Perhaps I might be able to help the Deputy on that point, if he will permit me.
I shall be very glad.
Already those handling seed wheat keep it in special sacks designed for the purpose and it is marked as "poisonous for animal foods or for any other type of food."
It is already being done?
Yes; the very closest attention is now being given to this matter whether the seed has been dressed with curvasine or with ceresan. All the firms dealing in seed wheat pay the very closest attention to this matter, so that, as far as this is concerned, I can assure Deputy Dillon that there is not the slightest fear of any seed wheat that has been dressed with this poisonous matter being sent out for either human or animal consumption.

DATA:
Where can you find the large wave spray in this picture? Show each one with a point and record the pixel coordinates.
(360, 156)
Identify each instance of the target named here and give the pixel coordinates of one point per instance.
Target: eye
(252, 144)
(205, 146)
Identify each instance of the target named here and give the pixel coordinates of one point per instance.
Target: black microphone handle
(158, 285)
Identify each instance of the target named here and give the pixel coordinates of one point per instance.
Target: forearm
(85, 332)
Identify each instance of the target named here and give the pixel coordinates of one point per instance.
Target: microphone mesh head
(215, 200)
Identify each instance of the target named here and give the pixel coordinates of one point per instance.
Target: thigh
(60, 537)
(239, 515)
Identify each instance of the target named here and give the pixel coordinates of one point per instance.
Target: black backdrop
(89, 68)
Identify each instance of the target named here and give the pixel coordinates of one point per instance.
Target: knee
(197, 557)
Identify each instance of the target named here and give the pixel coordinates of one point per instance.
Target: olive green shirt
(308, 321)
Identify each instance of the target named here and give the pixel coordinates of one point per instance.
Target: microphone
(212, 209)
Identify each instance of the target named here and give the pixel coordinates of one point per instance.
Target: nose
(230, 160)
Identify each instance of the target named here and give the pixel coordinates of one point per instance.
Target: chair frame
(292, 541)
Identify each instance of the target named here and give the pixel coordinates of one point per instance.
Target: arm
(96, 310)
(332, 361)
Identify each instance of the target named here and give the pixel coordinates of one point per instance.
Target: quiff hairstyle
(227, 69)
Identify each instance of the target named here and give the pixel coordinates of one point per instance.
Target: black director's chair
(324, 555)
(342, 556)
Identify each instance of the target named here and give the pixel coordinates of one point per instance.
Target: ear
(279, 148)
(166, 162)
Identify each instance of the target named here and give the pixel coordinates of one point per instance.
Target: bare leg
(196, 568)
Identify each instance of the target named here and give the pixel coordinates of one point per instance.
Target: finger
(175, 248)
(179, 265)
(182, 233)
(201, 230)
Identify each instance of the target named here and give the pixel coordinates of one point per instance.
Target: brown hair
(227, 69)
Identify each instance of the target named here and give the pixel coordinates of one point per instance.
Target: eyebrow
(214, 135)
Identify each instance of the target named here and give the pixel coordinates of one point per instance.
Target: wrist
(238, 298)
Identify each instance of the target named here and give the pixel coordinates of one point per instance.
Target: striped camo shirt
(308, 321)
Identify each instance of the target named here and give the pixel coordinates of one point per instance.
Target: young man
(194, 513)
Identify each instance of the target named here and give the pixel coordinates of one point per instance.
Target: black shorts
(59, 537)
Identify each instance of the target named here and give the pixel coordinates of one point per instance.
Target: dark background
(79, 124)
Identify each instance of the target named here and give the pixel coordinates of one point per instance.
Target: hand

WORK TO COMPLETE:
• A. In the seed wheat debate excerpt, what marking appears on the special sacks used for seed wheat?
• B. Carry on the seed wheat debate excerpt, starting after its last sentence.

RESPONSES:
• A. The sacks are marked "poisonous for animal foods or for any other type of food."

• B.
Very well; as this very desirable practice is already being pursued by seed merchants and those people who supply seed wheat, then it is clear that if millers are going into the wheat seed business they should be put under a statutory obligation to give to the farmers the seed wheat in as good condition as the seed merchants are giving it at present. I detest monopolies and I detest any system which gives any one section. of the community a preference as against the rest of the community. I detest more especially that that should be done by the laws of this House. Here we are concerned with getting the best possible seed into the hands of the farmers. I suggest to the Minister that a way might be found out of this difficulty. Suppose the millers were authorised to send this seed wheat out to authorised seed dealers and allow them to do the seed business with the farmers, would not that give an assurance that none of the wheat was disposed of for any other purpose than for seed, and would there not be a further assurance that when the seed reached the farmer through the authorised seed dealer it would have passed through the hands of an experienced seed distributor who would not allow it to get into the hands of the farmers until it was properly graded, dressed and treated in every way with a view to producing the best crop?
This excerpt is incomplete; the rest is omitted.